Only one number is wanted: the count of lines in the records below that hold the word "metal".

(Natural language region descriptions)
━━━━━━━━━━━━━━━━

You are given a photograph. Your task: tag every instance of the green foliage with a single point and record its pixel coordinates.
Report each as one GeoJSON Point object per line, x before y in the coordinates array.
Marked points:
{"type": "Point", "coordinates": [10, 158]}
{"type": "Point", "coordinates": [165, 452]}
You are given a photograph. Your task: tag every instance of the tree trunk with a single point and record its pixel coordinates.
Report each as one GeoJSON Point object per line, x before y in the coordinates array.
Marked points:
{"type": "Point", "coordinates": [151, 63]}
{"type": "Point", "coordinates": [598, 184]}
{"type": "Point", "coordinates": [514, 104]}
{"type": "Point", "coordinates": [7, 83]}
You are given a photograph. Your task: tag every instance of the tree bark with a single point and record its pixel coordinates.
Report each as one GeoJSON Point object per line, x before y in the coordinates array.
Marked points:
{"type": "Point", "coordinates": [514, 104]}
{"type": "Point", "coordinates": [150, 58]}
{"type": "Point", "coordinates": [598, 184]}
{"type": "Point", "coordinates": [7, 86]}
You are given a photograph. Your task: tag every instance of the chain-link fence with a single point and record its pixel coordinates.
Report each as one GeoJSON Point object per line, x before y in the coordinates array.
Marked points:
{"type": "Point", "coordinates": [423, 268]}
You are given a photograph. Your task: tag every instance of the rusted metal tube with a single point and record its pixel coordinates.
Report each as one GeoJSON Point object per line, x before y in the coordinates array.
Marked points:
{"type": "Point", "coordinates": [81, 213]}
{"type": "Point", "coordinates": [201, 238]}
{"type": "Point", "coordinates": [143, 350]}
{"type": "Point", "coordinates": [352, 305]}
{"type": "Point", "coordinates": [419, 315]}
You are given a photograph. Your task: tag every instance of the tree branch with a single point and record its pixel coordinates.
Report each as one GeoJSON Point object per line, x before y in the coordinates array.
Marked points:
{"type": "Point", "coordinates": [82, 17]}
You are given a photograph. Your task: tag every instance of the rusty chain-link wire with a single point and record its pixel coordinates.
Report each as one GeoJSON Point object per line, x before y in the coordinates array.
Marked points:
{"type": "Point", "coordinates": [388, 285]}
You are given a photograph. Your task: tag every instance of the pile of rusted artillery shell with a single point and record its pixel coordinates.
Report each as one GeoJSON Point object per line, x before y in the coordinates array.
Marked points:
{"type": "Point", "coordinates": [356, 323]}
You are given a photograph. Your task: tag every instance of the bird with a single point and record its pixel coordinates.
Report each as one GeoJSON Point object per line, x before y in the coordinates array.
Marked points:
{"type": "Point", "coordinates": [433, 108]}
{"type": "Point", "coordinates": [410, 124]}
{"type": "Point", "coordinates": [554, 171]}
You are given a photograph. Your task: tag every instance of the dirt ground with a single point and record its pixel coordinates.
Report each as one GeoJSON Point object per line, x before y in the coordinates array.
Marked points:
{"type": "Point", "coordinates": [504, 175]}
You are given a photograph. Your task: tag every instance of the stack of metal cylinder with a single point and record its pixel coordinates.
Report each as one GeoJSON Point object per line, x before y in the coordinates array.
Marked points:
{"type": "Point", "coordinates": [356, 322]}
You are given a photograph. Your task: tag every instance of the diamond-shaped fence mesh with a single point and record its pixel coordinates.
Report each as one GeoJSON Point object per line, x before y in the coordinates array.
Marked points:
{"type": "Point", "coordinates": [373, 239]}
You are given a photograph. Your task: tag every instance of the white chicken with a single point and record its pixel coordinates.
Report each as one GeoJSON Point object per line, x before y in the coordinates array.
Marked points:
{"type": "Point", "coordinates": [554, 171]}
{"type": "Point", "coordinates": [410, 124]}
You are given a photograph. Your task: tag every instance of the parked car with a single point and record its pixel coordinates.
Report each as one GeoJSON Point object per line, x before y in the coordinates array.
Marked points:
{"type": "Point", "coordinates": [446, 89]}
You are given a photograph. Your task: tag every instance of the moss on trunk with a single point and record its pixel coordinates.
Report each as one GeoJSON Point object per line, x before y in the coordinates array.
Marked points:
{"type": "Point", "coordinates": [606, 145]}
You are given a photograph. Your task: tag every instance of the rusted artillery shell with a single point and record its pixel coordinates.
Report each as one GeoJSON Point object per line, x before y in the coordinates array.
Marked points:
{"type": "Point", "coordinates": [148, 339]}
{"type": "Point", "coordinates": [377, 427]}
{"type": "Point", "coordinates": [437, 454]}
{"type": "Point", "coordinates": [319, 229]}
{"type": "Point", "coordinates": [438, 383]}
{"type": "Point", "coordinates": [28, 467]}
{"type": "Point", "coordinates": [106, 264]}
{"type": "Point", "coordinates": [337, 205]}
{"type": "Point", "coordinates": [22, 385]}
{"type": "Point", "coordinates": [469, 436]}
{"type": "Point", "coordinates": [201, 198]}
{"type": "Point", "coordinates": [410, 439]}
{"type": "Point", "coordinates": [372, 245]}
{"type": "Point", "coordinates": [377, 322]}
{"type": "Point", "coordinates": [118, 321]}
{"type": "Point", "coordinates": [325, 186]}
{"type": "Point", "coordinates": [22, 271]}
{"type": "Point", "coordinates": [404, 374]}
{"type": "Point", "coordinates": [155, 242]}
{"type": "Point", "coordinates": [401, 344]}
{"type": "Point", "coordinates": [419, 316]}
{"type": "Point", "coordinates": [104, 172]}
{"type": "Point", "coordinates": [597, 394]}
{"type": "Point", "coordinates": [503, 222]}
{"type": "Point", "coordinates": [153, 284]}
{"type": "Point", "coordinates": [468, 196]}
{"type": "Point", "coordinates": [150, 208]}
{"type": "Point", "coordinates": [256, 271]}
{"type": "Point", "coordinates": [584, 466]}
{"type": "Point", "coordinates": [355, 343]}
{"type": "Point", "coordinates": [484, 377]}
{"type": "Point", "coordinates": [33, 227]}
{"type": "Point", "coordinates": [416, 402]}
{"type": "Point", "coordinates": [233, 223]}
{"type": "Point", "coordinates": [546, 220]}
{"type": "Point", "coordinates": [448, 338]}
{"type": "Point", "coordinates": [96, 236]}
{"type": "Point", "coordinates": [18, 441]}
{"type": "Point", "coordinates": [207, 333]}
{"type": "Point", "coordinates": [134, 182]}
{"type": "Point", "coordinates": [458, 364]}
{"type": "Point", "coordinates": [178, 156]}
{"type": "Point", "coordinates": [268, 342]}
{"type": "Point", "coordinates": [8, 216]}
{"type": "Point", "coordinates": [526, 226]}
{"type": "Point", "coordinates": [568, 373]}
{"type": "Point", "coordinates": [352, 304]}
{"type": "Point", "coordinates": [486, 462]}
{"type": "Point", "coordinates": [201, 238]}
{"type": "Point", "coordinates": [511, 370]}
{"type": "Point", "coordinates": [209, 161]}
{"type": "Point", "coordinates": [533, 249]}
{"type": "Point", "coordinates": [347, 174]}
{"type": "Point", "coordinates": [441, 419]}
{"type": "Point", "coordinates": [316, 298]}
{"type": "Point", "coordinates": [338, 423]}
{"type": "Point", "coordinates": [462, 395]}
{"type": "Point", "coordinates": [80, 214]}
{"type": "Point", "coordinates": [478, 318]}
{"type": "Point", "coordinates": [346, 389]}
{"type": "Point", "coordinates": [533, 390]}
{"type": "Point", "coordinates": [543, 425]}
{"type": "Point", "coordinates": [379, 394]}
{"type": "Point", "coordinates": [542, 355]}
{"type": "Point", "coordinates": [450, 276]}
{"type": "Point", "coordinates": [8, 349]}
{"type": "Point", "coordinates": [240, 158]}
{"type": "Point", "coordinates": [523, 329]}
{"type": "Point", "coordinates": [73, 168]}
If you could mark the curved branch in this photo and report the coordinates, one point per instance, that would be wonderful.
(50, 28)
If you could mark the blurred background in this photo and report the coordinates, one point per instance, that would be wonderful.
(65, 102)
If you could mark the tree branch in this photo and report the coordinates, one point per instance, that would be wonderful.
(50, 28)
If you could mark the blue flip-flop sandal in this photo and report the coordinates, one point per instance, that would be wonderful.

━━━━━━━━━━━━━━━━

> [YOUR RESPONSE] 2